> **Records for processing**:
BEGIN
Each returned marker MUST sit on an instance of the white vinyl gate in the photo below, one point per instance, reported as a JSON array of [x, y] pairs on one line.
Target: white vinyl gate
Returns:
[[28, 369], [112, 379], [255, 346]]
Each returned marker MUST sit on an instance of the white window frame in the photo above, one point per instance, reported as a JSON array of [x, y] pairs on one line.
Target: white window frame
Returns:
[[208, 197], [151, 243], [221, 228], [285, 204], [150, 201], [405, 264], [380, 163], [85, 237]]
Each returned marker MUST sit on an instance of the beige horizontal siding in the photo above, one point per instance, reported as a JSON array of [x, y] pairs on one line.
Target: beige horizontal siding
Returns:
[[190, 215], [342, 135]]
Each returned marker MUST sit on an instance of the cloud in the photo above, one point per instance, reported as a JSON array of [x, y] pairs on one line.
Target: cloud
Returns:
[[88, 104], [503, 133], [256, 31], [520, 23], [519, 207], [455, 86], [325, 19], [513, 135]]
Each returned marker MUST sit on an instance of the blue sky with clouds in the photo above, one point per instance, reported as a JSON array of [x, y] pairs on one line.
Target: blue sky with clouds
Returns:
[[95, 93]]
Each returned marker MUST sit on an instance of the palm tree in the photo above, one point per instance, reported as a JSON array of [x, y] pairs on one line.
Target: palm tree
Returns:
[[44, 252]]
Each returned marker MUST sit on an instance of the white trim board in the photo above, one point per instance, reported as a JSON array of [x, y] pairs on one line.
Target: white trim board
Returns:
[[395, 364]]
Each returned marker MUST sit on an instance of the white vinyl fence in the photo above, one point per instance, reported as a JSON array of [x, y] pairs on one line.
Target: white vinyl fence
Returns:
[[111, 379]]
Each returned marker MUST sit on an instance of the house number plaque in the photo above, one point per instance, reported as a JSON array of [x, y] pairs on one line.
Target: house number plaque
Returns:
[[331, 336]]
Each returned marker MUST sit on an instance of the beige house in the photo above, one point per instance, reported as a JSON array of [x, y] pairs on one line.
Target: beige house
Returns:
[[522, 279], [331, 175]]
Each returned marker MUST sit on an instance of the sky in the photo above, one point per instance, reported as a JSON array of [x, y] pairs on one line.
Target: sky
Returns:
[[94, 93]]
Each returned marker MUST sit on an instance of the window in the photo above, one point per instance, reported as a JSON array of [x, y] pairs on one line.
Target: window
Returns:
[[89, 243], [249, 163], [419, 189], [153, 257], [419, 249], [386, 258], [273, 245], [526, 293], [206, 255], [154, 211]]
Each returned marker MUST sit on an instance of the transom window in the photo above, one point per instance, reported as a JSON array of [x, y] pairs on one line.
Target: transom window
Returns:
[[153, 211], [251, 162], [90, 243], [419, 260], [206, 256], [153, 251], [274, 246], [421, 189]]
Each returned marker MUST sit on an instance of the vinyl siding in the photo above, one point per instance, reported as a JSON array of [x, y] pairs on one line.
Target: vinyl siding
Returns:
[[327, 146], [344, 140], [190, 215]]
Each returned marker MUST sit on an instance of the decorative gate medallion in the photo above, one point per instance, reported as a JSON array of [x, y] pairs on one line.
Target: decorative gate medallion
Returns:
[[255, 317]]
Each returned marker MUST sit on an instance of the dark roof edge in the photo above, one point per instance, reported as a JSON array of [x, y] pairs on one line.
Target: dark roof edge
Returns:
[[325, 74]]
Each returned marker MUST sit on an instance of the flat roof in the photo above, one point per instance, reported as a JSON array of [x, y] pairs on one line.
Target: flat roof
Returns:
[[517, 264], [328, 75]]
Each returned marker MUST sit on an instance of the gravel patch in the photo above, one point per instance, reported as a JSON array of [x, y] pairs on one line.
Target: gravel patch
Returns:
END
> **Instructions to follow**: Would you write out again, unchanged, the stretch of lines that opens with the line containing "Each returned marker MUST sit on an instance of the cloud" and closes with the line containing "[[522, 279], [331, 175]]", including both of those lines?

> **Correct result**:
Each returned marker MUST sit on an instance of the cloud in the photo above, one point per instance, reported as a JSON array of [x, y] pairs on one line.
Target: cloud
Returns:
[[88, 104], [503, 133], [256, 31], [520, 23], [519, 207], [455, 86], [325, 19], [513, 135]]
Each returned marker MUST sit on an instance of the blue sky with clouds in the photo above, one point per instance, reported as a JSON array of [x, y] pairs on one line.
Target: blue sky with clouds
Returns:
[[95, 93]]
Each returned marker MUST sit on an instance of the palm tree in the photo above, one point per instance, reported as a JSON array of [x, y] pairs on one line.
Target: palm tree
Returns:
[[44, 252]]
Each returned marker MUST sit on an instance of the white trim board in the photo above, one point per instance, reported as a JSON array of [x, y] pairs on one line.
Target: white trim board
Returns:
[[395, 364]]
Each returned marker MUST sit on an instance of the white vinyl fence in the photo above, one point per instance, reported as a JSON array of [x, y] pairs on one line.
Target: white vinyl fence
Returns:
[[111, 379]]
Each returned marker MUST sit on an instance of the house number plaque in the photo above, one point per instance, reported as a JSON array of [x, y] pairs on one line.
Target: house number plaque
Returns:
[[331, 336]]
Each returned marker MUST sit on an instance of the beige house in the photo above, one point per instance, reported as a JSON array of [x, y] pairs on one line.
Target: beige house
Returns:
[[522, 279], [331, 175]]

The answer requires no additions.